## [AIM]
Rewrite the stretch of the listing from the line containing "Presence check: is there any side fender" through the line containing "[306,383,364,470]", swapping "side fender vent" for "rear air intake" and keeping everything else the same.
··· INPUT ROWS
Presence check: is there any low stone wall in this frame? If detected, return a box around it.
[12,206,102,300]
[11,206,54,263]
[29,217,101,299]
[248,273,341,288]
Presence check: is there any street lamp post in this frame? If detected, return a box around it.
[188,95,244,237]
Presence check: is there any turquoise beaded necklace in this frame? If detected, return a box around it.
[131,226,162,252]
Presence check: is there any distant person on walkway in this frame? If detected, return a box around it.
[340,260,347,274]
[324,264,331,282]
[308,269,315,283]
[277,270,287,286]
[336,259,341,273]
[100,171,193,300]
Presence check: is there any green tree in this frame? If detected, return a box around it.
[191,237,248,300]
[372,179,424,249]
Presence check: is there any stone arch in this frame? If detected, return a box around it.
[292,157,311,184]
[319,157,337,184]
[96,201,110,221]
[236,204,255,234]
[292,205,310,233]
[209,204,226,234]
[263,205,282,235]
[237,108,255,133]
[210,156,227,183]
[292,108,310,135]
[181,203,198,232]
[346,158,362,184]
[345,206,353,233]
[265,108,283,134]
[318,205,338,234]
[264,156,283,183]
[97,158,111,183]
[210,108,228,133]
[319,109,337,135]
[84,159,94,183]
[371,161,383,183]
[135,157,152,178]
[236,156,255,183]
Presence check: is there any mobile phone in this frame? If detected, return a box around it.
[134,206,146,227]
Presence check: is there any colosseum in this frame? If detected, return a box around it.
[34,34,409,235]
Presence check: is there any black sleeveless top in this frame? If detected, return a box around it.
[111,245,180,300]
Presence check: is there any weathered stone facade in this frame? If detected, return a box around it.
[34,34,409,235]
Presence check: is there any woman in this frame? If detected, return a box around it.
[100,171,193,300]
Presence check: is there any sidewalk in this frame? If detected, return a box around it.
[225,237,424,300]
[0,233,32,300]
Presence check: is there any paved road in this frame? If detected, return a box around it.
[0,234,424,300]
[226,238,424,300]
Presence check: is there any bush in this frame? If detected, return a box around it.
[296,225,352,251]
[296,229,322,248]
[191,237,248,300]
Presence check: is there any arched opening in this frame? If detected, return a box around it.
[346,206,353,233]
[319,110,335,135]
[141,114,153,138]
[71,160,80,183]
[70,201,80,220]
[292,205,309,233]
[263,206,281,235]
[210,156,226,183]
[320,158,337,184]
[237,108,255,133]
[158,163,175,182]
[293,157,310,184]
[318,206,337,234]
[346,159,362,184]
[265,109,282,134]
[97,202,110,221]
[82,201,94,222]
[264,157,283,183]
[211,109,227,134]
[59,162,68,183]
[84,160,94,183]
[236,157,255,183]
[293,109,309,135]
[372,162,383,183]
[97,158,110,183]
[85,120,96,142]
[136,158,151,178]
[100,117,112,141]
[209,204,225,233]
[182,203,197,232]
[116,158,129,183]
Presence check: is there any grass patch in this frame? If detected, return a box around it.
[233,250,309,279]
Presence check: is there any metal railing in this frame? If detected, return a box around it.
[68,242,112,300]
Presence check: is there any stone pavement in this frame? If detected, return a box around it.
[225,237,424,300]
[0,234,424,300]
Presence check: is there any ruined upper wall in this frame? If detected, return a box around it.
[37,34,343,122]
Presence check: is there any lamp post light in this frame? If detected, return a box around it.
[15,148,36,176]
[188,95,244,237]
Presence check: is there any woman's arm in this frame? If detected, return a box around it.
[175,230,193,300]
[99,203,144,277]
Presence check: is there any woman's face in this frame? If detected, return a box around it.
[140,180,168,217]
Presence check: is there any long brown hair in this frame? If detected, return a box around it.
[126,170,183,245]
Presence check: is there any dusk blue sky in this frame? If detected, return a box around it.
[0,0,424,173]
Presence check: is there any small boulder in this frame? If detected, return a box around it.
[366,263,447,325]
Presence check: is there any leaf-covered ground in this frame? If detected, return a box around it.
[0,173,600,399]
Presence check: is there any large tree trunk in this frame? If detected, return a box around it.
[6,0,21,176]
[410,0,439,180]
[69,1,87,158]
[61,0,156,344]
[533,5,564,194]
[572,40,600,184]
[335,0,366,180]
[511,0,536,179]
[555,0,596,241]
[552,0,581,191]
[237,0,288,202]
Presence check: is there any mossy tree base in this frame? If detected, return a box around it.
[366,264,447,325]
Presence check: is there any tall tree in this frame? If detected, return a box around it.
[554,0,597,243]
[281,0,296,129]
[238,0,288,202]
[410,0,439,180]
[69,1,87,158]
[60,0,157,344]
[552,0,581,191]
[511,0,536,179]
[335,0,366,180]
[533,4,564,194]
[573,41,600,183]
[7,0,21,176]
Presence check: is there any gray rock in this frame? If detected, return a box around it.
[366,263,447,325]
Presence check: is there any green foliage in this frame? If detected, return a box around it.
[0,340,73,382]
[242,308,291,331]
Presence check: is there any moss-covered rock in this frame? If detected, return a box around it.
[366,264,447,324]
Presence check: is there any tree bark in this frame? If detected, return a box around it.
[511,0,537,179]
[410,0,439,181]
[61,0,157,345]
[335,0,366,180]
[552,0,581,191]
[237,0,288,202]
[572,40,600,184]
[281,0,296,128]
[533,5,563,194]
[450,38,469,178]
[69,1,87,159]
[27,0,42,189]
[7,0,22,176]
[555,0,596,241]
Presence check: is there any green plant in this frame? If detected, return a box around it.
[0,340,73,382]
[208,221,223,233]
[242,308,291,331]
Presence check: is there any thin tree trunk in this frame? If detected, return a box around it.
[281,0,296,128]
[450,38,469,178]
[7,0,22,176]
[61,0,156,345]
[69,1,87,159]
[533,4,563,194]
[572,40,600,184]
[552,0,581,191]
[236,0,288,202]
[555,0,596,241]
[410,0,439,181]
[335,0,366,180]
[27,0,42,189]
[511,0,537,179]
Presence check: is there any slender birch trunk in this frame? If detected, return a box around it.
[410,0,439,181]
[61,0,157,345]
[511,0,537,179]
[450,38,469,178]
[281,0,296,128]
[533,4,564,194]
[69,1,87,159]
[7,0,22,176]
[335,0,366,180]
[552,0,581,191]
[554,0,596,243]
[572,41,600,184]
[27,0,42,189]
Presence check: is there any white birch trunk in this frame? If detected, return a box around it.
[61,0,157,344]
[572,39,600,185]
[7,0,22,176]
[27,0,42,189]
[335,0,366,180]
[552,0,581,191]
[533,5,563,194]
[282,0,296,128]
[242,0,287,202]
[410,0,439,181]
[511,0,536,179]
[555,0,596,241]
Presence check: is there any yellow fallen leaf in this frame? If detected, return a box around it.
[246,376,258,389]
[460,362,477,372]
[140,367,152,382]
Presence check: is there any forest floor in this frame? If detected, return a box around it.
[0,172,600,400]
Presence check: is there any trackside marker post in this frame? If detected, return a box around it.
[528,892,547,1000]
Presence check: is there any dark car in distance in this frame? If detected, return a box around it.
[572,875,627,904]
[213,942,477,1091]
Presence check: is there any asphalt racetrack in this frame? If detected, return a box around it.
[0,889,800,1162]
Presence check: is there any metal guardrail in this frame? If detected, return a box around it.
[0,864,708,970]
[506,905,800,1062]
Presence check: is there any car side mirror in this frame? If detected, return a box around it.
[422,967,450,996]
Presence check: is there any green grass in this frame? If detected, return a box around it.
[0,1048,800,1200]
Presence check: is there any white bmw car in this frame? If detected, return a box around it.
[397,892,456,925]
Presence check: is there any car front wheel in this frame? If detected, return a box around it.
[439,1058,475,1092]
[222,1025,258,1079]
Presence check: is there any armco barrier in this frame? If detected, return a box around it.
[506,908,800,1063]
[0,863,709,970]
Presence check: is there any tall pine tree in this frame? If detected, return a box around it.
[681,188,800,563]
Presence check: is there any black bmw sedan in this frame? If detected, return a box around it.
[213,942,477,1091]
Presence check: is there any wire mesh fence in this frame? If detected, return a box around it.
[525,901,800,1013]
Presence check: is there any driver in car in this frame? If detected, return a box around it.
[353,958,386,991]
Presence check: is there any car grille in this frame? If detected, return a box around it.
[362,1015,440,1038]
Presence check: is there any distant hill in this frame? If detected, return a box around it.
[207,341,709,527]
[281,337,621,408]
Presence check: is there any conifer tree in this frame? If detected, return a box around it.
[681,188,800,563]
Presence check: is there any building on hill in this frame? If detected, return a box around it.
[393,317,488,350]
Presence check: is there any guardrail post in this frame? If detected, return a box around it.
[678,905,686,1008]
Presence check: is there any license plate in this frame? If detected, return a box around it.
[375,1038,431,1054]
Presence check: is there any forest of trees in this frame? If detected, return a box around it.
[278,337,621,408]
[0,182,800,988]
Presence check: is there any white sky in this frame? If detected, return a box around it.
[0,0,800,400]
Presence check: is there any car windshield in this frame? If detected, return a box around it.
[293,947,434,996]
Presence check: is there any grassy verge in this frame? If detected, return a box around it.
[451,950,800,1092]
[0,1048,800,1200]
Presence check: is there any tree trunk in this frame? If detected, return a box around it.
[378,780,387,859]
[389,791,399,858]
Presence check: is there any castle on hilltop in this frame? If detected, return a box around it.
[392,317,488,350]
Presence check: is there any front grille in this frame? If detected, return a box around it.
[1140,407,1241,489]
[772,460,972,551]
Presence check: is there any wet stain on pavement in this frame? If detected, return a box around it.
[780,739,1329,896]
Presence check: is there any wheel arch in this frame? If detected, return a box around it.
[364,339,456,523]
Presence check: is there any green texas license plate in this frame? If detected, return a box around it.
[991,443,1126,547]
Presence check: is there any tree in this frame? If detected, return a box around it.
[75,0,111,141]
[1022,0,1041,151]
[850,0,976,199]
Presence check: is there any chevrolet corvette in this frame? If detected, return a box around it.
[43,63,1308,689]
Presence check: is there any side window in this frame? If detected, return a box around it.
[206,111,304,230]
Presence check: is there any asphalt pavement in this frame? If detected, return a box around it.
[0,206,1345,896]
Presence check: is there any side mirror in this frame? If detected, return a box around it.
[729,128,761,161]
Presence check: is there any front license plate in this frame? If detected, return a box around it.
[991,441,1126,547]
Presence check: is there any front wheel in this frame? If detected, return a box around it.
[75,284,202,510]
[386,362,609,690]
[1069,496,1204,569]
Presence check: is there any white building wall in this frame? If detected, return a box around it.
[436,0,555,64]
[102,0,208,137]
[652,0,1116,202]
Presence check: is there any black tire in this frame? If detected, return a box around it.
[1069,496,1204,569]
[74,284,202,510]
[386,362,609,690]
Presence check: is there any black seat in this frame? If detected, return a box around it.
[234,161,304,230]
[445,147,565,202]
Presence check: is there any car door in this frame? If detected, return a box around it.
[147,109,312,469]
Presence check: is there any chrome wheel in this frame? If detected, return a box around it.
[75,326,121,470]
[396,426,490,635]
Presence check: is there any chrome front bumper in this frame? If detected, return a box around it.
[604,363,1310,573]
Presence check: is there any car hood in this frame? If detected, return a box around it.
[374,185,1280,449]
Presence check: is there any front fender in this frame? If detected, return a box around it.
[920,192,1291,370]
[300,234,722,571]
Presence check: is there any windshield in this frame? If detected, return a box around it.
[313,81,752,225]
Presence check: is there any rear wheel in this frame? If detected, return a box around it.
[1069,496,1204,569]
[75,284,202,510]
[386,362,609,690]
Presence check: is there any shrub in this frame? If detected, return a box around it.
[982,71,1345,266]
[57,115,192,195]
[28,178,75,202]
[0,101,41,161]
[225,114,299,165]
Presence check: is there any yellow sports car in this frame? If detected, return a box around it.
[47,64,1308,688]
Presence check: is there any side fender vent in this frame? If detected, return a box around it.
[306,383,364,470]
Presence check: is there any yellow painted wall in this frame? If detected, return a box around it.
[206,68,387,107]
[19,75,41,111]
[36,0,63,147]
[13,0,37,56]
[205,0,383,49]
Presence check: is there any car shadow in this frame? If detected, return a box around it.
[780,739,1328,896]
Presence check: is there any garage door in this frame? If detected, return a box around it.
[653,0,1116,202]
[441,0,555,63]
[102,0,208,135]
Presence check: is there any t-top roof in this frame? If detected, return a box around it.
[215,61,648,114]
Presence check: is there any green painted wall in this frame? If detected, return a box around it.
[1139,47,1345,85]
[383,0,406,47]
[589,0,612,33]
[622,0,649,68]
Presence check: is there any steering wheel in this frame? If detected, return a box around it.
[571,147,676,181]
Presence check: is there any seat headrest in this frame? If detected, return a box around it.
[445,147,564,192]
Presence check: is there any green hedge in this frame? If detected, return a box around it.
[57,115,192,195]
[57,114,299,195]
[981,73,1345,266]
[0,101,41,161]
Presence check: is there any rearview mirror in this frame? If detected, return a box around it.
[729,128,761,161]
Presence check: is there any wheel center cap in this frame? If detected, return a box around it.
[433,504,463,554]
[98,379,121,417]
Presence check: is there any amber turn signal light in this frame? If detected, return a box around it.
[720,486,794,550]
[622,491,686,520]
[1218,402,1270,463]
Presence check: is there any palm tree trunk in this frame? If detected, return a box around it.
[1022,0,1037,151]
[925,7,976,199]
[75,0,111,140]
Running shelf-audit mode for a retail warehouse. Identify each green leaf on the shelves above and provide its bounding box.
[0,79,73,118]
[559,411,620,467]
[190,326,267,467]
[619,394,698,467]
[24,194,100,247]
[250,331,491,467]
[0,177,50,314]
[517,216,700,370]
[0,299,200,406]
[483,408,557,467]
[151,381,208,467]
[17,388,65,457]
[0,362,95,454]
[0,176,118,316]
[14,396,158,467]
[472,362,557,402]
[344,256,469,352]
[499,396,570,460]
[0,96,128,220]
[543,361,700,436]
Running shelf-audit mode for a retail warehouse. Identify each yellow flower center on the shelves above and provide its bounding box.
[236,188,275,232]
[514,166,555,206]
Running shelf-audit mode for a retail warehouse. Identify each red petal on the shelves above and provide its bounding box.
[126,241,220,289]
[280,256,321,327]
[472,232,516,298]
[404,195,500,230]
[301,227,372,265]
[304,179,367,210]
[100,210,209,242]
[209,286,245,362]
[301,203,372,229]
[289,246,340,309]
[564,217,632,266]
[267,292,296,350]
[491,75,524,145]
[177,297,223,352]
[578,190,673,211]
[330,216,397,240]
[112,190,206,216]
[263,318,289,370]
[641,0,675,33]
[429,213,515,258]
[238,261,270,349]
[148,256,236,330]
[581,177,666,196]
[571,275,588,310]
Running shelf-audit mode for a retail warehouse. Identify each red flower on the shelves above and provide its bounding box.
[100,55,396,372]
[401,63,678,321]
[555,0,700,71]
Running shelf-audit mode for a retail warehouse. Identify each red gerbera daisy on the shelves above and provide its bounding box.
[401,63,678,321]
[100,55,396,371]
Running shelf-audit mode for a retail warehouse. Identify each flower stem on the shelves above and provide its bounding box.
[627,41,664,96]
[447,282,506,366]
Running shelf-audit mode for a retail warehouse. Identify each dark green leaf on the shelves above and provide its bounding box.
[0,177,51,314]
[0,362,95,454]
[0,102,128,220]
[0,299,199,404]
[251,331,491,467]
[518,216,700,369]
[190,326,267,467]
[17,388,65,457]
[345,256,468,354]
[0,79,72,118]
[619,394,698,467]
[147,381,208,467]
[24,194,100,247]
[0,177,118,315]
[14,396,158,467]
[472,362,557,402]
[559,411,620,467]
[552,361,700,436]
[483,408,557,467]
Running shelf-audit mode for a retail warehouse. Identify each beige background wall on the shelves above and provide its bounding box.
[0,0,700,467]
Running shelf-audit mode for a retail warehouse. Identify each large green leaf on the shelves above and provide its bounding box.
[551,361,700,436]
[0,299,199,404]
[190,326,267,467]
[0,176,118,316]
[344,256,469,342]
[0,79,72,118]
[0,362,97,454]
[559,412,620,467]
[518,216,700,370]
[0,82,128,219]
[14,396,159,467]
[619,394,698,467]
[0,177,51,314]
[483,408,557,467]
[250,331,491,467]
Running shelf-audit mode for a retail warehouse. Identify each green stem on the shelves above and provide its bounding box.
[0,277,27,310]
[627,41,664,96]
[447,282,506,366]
······
## [RESULT FOR THIS TASK]
Presence check: is there any rear air intake in this frame? If detected, return a box around it.
[306,383,364,470]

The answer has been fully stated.